-- PROVIDED RECORDS start --
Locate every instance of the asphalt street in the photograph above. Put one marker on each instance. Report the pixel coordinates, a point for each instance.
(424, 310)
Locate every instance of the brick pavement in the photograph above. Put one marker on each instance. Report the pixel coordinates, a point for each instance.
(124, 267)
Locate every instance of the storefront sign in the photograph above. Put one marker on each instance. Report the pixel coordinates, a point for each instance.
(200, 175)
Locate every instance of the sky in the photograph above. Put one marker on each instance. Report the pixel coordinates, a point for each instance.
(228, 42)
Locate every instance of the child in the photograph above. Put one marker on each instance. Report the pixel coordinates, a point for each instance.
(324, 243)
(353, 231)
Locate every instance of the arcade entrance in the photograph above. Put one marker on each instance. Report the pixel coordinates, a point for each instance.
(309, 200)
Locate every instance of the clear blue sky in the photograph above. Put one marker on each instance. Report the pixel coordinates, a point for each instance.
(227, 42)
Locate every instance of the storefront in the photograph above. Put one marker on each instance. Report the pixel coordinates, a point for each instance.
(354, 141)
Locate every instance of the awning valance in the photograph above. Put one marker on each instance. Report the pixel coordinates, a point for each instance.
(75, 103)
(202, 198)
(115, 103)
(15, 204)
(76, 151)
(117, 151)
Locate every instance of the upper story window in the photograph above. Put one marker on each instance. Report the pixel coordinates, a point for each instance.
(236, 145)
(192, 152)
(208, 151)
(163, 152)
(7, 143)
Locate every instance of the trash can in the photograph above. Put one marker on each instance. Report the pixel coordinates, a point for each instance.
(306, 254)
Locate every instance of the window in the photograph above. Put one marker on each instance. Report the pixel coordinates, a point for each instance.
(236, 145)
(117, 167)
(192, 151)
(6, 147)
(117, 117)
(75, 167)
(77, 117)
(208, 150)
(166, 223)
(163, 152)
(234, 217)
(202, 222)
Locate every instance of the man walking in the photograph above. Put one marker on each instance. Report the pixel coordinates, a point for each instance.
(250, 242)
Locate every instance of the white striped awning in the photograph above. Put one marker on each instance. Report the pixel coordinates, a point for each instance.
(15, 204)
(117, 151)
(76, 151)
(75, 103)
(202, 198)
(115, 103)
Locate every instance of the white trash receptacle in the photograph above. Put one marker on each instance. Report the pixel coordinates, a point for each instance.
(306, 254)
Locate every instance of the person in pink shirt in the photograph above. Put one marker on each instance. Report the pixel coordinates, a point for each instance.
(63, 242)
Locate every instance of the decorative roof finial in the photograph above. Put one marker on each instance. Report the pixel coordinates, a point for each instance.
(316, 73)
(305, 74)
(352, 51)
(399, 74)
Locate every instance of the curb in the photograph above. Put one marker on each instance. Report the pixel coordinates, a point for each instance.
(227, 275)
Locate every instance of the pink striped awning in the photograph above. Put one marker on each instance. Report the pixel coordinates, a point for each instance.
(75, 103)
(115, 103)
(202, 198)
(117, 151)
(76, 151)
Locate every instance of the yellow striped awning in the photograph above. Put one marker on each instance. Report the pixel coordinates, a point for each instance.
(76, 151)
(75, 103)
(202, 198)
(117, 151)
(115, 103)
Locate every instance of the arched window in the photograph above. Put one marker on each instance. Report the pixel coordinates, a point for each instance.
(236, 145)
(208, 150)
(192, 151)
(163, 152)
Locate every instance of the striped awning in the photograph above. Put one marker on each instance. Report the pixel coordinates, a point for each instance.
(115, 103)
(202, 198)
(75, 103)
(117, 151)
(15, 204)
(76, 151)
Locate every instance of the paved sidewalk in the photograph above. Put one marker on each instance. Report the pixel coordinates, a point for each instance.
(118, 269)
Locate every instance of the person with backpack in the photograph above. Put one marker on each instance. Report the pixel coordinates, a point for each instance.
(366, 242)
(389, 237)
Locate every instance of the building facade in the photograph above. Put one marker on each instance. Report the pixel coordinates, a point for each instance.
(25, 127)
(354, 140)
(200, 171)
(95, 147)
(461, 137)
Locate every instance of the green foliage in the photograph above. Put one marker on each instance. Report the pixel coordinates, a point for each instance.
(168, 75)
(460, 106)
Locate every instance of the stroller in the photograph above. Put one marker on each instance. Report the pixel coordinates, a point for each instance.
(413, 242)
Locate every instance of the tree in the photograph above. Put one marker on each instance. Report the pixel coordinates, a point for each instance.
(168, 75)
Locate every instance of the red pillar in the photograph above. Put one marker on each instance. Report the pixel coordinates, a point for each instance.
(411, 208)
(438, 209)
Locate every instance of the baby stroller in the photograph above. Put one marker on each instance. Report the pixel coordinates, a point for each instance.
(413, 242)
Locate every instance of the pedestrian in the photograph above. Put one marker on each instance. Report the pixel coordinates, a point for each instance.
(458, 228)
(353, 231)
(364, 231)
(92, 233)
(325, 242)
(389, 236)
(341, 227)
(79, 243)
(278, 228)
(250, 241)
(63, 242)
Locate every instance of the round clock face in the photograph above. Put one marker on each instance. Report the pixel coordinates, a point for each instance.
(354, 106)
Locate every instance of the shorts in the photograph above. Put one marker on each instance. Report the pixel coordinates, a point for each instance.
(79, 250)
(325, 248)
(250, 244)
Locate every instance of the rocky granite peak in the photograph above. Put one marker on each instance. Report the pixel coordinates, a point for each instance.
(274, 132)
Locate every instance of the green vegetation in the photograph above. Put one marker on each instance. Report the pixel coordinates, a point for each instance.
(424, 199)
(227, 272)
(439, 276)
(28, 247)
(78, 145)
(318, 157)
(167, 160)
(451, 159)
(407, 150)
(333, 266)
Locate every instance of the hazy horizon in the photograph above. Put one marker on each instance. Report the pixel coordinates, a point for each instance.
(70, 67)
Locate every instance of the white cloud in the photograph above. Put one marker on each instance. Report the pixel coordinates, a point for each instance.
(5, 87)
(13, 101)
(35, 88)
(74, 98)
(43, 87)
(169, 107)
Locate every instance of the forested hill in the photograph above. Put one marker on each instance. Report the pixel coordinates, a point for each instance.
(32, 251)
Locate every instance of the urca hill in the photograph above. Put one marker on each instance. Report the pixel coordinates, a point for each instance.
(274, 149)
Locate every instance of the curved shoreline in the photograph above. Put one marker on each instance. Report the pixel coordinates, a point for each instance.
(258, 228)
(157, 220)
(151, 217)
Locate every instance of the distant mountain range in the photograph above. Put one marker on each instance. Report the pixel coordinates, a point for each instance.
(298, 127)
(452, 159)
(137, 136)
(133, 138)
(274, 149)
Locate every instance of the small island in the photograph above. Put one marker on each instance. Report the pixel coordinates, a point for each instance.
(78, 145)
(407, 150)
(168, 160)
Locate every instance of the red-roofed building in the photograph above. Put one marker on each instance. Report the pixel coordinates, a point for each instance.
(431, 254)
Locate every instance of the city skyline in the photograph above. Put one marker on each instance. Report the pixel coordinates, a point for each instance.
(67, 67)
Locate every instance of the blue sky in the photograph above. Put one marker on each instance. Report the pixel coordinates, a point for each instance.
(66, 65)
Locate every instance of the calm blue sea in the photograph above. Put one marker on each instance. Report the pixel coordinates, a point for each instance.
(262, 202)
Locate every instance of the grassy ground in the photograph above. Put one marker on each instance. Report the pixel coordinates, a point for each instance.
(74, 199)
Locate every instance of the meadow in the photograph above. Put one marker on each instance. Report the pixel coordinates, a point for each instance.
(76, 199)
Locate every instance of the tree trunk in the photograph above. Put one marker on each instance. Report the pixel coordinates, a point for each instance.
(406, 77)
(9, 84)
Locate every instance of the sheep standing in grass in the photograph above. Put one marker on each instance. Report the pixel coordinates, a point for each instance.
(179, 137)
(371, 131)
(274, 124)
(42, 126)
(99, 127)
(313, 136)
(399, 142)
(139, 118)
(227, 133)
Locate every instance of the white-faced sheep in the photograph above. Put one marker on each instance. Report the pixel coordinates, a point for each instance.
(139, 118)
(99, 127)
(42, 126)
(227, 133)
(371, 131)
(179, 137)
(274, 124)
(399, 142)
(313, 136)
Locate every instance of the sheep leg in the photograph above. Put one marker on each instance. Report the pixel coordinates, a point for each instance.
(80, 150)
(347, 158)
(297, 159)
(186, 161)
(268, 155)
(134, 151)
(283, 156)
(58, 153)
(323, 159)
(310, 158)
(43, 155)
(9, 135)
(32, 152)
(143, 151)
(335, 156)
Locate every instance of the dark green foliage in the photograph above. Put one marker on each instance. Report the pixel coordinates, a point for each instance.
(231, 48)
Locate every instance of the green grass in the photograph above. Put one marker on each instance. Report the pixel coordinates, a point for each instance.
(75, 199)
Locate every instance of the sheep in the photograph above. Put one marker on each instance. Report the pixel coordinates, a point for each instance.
-- PROVIDED RECORDS end --
#### REQUIREMENTS
Only the lines from the one that contains "Locate every instance of the dark" to the end of the entries above should be given again, exactly and in full.

#### FULL OUTPUT
Locate every instance of the dark green foliage in the photograph above. Put one marker on each instance. Report the pixel coordinates, a point for each instance.
(231, 48)
Locate every instance of the green grass in the photograph above. Put one marker on each instance. Report the pixel coordinates, a point for each instance.
(75, 199)
Locate every instance of the sheep in the photograph above. Put one marker on each instance. Report the pixel coordinates, a point for each instance.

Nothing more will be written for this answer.